* [Задание]:
Ответьте по отрывку о Петропавловской крепости:
(a) Что сердито сказал «присяжный», прежде чем запереть дверь камеры за новичком?
(b) Что он поставил на пол и что бросил на кровать 12 октября 1884 года?
(c) Сколько дней уже не было мыла?

Утром 12 октября 1884 года в камере Петропавловской крепости было сумеречно, почти темно, когда в нее ворвался «присяжный», как называют отставных солдат, исполняющих наряду с жандармами внутреннюю службу в крепости. Это был самый злой стражник: седая крыса, которой надоели служба, обязанности, ответственность и сами заключенные, которых он сторожил, как цепная собака, целые десятки лет. Жизнь, должно быть, не баловала его, и теперь, старый, больной и ожесточенный, он срывал на ком мог свои претензии на судьбу.
Я запомнила его с первого раза. Как только меня привезли в крепость, прежде чем запереть дверь камеры, в которую я вступала как новичок, он сердито буркнул: «Здесь петь не полагается!» Я остолбенела. Я и не думала петь. «Петь?! — сказала я. — Да кому же придет это в голову?!»
В самом деле, разве при вступлении в крепостные стены душа не была полна серьезных чувств и важных мыслей? Петь, вступая в эти стены, — разве это не было бы профанацией места, освященного страданиями многих поколений?!
Теперь, 12 октября 1884 года, ворвавшись в камеру, когда я была еще в постели, он со злостью поставил на пол пару громадных валенок, а на кровать бросил нагольный полушубок и сердито прошипел:
— Вставайте! Скорее вставайте! Да теплее одевайтесь!
«Что такое? Что со мной будут делать?» — думала я. С тех пор как меня арестовали, сию же минуту я почувствовала, что уже не принадлежу себе. С тех пор я уже не спрашивала себя, что я буду делать, но всегда — что со мной будут делать. Ведь потерять свободу — именно значит потерять право собственности на свое тело.
«Что со мной будут делать? Что?» — размышляла я и быстро кончала туалет каторжанки. Он был немногосложен: онучи и коты; старая, грязная, вся изъеденная молью юбка солдатского сукна; пропитанный чьим-то потом арестантский халат и белый холщовый платок на голову. Мыла уже 10 дней не было; гребенки, зубного порошка и щетки тоже осужденной не полагалось.

* [Предоставленные записи]:
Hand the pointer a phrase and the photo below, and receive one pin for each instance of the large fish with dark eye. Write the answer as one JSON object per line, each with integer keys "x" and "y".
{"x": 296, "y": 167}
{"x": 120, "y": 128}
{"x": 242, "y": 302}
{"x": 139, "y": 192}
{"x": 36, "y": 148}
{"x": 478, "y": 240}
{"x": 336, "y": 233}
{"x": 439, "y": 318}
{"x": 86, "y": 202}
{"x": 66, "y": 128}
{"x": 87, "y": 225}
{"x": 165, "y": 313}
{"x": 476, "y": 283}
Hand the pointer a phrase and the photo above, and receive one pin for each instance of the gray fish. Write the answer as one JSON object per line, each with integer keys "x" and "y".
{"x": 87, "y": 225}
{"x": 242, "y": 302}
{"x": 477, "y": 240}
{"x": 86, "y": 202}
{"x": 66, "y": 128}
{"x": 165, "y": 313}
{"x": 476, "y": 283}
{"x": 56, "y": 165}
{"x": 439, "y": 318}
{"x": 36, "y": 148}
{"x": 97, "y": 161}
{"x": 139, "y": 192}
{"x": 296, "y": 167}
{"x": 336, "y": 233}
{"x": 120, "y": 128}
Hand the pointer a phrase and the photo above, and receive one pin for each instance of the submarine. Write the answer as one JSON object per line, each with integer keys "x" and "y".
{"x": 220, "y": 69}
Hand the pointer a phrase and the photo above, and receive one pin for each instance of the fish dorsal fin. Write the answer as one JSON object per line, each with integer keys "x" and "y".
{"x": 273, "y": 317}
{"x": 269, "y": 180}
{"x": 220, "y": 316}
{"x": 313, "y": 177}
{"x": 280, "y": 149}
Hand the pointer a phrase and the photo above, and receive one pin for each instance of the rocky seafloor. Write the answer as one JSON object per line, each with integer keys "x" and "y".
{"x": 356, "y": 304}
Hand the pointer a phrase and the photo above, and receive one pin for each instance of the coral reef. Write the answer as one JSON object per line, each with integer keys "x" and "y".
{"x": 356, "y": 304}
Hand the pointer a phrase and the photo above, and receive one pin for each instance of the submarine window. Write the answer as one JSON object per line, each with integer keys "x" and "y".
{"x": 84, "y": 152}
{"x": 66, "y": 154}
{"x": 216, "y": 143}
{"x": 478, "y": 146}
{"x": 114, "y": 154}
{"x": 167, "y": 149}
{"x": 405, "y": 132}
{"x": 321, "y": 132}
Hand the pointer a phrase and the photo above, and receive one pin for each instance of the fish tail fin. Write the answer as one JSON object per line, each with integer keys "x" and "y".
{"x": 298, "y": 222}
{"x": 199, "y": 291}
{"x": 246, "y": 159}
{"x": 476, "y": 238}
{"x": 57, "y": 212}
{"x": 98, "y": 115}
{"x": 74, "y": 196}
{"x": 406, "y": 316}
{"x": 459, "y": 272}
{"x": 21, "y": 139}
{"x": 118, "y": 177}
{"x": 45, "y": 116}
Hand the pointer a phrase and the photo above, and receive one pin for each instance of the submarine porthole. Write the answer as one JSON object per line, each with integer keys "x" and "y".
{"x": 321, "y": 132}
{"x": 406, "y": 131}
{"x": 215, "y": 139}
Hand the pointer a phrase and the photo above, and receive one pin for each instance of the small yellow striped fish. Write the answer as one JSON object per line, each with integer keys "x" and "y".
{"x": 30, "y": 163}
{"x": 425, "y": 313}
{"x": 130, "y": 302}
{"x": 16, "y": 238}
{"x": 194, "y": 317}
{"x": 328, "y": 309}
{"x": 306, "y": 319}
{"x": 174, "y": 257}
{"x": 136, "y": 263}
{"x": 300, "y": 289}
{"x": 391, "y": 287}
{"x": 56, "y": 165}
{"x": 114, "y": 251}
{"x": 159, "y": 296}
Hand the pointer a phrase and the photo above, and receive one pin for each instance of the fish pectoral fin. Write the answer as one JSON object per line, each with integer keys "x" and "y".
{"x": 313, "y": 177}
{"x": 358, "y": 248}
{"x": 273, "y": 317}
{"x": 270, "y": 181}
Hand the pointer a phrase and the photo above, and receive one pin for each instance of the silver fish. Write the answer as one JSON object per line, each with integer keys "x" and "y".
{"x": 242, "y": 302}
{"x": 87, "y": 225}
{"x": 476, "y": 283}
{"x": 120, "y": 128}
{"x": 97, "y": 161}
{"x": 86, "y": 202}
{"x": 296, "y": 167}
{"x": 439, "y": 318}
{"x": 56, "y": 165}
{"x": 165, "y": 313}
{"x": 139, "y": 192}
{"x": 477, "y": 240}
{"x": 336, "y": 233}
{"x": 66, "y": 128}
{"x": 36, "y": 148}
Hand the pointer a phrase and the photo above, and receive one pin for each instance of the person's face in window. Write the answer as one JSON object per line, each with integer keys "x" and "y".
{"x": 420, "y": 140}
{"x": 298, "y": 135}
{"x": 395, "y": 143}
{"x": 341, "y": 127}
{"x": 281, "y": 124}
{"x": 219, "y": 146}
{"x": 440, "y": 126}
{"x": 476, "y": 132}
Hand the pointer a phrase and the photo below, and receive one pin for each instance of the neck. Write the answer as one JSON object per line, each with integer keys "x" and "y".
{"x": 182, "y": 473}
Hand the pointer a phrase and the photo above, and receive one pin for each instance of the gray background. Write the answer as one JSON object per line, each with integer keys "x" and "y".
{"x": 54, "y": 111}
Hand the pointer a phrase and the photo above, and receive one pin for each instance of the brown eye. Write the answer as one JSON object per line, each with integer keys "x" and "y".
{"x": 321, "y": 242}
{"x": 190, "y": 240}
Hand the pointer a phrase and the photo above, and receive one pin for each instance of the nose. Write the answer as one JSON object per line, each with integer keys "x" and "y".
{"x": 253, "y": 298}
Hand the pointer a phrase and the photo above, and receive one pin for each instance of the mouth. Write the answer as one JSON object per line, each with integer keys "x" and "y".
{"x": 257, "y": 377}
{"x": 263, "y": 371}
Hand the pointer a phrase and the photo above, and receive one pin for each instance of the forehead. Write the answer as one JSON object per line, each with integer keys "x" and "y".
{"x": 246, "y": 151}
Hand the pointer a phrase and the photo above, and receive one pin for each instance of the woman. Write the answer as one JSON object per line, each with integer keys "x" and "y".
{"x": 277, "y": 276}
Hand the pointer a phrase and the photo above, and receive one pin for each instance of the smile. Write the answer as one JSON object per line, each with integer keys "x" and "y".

* [Решение задания]:
(a) «Здесь петь не полагается!»
(b) На пол он поставил пару громадных валенок, а на кровать бросил нагольный полушубок.
(c) 10 дней.